■ **What is expected**
Edit the items below so that every "drop a marker" becomes "place a pin", and leave everything else unchanged.

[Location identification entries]
|---|

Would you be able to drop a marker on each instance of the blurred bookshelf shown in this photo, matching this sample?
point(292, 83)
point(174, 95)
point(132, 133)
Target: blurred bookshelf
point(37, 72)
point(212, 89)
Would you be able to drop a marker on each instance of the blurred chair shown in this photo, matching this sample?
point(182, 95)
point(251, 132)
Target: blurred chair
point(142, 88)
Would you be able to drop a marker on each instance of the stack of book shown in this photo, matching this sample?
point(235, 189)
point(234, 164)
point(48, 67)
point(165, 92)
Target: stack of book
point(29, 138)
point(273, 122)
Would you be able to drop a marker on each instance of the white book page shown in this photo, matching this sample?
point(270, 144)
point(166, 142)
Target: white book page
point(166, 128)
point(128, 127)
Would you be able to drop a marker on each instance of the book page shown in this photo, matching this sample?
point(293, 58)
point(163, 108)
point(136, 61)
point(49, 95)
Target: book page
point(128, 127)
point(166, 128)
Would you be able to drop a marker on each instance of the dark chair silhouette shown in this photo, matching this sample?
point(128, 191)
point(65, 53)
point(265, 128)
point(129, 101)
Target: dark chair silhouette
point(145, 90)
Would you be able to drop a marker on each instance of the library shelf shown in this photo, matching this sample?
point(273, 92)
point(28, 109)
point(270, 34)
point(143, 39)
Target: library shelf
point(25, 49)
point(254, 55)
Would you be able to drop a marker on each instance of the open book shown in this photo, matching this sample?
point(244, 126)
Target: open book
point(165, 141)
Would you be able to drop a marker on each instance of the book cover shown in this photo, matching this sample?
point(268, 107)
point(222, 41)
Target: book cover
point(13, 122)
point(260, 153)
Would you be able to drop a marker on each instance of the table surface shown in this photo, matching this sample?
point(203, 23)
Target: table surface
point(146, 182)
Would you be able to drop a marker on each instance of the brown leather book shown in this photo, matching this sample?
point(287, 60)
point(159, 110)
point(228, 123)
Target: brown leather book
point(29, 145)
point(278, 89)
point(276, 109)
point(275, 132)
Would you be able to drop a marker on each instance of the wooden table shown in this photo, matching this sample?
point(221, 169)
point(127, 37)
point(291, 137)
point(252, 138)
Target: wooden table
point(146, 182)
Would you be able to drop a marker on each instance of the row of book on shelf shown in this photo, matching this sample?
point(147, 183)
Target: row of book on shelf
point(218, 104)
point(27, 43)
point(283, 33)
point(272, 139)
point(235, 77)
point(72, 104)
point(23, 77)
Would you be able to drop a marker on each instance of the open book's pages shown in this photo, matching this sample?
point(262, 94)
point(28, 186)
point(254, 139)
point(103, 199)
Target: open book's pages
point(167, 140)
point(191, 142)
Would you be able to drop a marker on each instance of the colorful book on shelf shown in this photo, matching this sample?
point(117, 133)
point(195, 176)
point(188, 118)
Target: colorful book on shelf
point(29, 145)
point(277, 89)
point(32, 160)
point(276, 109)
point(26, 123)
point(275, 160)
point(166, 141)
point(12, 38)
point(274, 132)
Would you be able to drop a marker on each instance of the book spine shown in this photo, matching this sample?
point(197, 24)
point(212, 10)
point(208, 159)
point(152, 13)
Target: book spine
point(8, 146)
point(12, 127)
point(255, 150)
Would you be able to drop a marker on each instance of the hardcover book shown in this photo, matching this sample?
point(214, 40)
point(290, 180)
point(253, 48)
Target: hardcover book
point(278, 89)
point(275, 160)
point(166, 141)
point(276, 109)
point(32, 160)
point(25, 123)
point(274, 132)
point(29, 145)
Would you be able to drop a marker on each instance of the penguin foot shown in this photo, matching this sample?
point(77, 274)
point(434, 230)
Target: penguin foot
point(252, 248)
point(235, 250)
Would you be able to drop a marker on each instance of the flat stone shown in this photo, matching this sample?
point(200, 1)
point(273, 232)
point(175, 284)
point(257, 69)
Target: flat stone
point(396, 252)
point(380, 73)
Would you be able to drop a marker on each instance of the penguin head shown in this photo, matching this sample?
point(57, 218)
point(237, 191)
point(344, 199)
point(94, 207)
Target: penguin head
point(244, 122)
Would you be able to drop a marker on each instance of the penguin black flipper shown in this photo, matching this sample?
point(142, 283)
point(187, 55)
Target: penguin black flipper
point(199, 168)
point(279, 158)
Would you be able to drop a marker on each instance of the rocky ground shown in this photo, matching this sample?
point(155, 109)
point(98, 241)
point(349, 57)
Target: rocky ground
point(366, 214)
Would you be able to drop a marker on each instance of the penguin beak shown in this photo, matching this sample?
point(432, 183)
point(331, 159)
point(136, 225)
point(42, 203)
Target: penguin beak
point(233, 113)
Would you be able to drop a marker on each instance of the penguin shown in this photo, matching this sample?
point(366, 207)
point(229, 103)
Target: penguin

|---|

■ **Full output**
Would you be able to place a pin on each instance of the blurred bookshelf shown in this photo, matching this sample?
point(292, 83)
point(174, 95)
point(132, 133)
Target: blurred bookshelf
point(37, 72)
point(212, 89)
Would you be able to place a pin on each instance of the blurred chair shown in this photo, matching this sample?
point(182, 95)
point(251, 132)
Target: blurred chair
point(142, 88)
Would you be able to place a pin on each instance of the stack of book shown in this photo, matching this sample?
point(235, 189)
point(234, 164)
point(48, 67)
point(165, 92)
Target: stack of book
point(29, 138)
point(273, 122)
Would you be able to place a pin on each instance of the white book page shown in this photo, matching this sample?
point(270, 144)
point(166, 142)
Target: white book page
point(166, 128)
point(128, 127)
Would you be able to place a pin on each instance of the book page shown in this photo, matching this sample?
point(293, 58)
point(163, 108)
point(136, 61)
point(49, 95)
Target: book page
point(128, 127)
point(166, 128)
Would you be able to place a pin on each instance of the dark chair silhouette shown in this photo, matching this sample?
point(128, 191)
point(65, 53)
point(265, 128)
point(129, 101)
Target: dark chair silhouette
point(145, 90)
Would you be able to place a pin on each instance of the library shelf shown in this photo, matching this sample?
point(273, 92)
point(28, 109)
point(270, 34)
point(143, 39)
Target: library shelf
point(25, 49)
point(254, 55)
Would you be able to place a pin on each instance of the open book shown in this photo, matching this sample?
point(244, 126)
Target: open book
point(165, 141)
Would you be able to place a pin on each instance of the book cover shown in this photo, matching this sample?
point(268, 107)
point(222, 41)
Target: book cover
point(13, 122)
point(260, 153)
Would you be able to place a pin on each instance of the table surface shown in this photo, matching this sample?
point(203, 23)
Target: table surface
point(146, 182)
Would you be able to place a pin on each instance of the brown leather book shown in this photo, matching this sample?
point(287, 60)
point(159, 110)
point(228, 123)
Target: brown leather book
point(29, 145)
point(278, 89)
point(276, 109)
point(275, 132)
Would you be able to place a pin on each instance of the wooden table shown in this photo, matching this sample?
point(221, 169)
point(127, 37)
point(291, 137)
point(252, 138)
Target: wooden table
point(146, 182)
Would you be able to place a pin on each instance of the row of book on shelf shown in this photo, matching this sample?
point(147, 183)
Target: row of book on shelf
point(218, 104)
point(27, 43)
point(283, 33)
point(272, 139)
point(235, 77)
point(72, 104)
point(23, 77)
Would you be able to place a pin on each instance of the open book's pages shown in this photo, matching this sample?
point(262, 94)
point(28, 186)
point(254, 139)
point(103, 199)
Target: open book's pages
point(167, 140)
point(191, 142)
Would you be able to place a pin on each instance of the colorful book on shelf shown in this photo, matching this sample?
point(117, 133)
point(195, 176)
point(188, 118)
Target: colorful book on shelf
point(29, 145)
point(277, 89)
point(32, 160)
point(276, 109)
point(26, 123)
point(275, 160)
point(166, 141)
point(12, 38)
point(274, 132)
Would you be able to place a pin on each instance of the book spine shown in this photo, matching this sample?
point(197, 24)
point(212, 10)
point(208, 159)
point(152, 13)
Target: book spine
point(8, 146)
point(12, 127)
point(255, 150)
Would you be able to place a pin on each instance of the hardcover book shown in this photo, matching this sample?
point(214, 40)
point(290, 180)
point(253, 48)
Target: hardcover book
point(278, 89)
point(275, 160)
point(166, 141)
point(276, 109)
point(32, 160)
point(25, 123)
point(274, 132)
point(29, 145)
Would you be able to place a pin on each instance of the penguin foot shown in this photo, matching this sample?
point(77, 274)
point(434, 230)
Target: penguin foot
point(252, 248)
point(235, 250)
Would you be able to place a pin on each instance of the flat stone shown in this photo, matching this sample?
point(200, 1)
point(273, 232)
point(175, 284)
point(257, 69)
Target: flat stone
point(396, 252)
point(380, 73)
Would you be able to place a pin on each instance of the penguin head shown in this photo, matching this sample?
point(57, 218)
point(237, 191)
point(344, 199)
point(94, 207)
Target: penguin head
point(244, 122)
Would you be able to place a pin on each instance of the penguin black flipper shown in this photo, matching this sample?
point(142, 283)
point(187, 55)
Target: penguin black flipper
point(199, 168)
point(279, 158)
Would you be able to place a pin on each instance of the rocky ground shown in this photo, matching this sample?
point(155, 109)
point(98, 241)
point(349, 57)
Target: rocky ground
point(366, 214)
Would you be able to place a pin on each instance of the penguin beak shown in this photo, matching this sample?
point(432, 183)
point(331, 159)
point(136, 225)
point(42, 203)
Target: penguin beak
point(233, 113)
Would you be able to place a pin on each instance of the penguin shown in this photo, matching this sample?
point(366, 207)
point(229, 103)
Target: penguin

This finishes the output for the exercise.